• _BRIEF_
Gather every line from the items below that contains the word "girl", treating uppercase and lowercase letters as distinct. Copy each such line in full.

• _MATERIAL FOR THIS EXERCISE_

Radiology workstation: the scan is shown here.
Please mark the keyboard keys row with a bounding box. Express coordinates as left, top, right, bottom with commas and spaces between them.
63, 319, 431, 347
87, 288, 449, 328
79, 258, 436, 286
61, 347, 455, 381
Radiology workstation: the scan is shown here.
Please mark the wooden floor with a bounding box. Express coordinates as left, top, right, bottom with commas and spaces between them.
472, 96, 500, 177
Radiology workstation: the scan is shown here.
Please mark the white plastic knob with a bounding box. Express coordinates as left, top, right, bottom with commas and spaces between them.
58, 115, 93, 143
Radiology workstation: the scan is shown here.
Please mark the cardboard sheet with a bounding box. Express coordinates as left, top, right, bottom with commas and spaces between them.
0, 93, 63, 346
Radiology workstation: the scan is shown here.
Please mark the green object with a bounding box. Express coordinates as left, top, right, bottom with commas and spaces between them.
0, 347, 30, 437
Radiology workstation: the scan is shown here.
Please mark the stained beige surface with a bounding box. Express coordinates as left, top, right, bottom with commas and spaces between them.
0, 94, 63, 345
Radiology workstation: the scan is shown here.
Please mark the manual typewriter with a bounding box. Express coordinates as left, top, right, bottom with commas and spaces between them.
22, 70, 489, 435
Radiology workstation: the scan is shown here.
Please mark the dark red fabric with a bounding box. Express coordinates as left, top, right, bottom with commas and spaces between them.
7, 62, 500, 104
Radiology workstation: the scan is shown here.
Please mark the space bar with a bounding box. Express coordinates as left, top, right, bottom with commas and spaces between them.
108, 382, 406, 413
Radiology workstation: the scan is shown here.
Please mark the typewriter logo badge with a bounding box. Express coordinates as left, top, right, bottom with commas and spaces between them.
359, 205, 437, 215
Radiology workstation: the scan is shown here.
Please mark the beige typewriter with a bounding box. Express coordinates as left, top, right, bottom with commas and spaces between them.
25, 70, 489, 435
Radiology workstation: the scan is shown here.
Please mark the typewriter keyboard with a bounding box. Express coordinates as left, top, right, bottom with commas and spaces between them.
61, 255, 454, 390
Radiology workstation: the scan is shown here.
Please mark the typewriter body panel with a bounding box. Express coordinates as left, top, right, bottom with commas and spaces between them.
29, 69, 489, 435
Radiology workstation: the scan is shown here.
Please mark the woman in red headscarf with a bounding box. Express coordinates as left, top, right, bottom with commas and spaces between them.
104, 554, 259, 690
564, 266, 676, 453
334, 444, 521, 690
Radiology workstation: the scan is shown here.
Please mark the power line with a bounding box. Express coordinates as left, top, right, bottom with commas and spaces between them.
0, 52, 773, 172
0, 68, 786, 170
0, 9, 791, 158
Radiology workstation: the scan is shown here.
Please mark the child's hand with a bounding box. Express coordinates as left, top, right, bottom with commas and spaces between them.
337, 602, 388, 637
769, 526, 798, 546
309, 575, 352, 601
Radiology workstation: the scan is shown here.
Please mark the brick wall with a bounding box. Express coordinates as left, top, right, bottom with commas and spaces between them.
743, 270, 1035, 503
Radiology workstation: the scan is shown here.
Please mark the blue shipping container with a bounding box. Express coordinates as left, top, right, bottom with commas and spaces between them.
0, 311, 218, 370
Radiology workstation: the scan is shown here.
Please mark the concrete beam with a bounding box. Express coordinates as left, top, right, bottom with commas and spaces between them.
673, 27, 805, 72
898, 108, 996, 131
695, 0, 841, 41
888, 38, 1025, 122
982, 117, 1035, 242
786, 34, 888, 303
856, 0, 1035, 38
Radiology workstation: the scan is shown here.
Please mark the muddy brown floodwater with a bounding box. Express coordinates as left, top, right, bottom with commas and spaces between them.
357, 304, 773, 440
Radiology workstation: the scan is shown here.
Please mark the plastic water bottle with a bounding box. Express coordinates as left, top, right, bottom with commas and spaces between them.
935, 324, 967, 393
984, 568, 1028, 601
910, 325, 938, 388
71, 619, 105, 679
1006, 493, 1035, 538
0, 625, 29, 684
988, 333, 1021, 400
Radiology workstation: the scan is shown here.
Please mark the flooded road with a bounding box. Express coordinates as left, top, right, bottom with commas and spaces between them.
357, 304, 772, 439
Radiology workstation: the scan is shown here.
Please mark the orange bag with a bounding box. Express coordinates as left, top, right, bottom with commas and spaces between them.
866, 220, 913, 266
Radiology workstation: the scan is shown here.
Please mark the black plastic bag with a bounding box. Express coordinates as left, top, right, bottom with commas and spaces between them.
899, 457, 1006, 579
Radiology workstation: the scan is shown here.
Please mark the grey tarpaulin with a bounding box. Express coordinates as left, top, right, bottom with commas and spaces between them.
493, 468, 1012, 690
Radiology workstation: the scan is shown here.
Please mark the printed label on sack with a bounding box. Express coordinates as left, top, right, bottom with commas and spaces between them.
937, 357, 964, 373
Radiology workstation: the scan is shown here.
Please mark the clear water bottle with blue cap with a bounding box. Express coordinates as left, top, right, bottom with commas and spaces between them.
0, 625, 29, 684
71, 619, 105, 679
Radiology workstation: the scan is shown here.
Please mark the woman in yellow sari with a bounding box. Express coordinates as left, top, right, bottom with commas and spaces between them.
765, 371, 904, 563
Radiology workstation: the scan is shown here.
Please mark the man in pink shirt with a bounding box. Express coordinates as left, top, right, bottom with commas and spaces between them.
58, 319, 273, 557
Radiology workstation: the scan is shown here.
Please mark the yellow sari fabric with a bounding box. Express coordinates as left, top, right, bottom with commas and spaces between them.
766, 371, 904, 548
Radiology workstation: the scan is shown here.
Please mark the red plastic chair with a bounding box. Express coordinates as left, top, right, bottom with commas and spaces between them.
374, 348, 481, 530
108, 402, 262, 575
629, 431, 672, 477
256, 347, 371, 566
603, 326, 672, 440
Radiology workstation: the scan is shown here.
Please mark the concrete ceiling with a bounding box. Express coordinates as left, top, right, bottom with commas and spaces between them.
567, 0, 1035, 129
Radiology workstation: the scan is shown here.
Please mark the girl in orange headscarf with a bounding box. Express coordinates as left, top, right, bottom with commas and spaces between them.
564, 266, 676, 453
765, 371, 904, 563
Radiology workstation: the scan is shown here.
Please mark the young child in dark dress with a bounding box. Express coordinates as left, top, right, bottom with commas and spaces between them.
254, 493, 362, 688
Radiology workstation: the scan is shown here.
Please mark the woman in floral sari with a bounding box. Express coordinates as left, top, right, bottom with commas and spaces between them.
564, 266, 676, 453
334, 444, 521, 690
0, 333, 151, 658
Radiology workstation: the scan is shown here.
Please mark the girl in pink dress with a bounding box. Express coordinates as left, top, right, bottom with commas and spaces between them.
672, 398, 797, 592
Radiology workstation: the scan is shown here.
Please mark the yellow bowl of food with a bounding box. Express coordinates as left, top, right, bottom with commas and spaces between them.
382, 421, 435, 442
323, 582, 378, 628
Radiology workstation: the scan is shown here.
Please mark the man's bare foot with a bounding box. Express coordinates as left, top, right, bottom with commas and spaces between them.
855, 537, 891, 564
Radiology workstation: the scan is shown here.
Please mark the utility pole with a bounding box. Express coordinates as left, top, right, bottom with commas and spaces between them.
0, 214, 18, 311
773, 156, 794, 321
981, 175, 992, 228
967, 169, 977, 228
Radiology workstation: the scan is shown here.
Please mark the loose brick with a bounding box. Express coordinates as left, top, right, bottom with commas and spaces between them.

• _PROBLEM SOLUTION_
Please mark the girl in orange headscarf with a bounding box. Express coordinates as left, top, right, bottom with commas and spaces between them.
Please mark the girl in pink dress with a bounding box. Express coordinates as left, top, right, bottom with commas and spaces between them.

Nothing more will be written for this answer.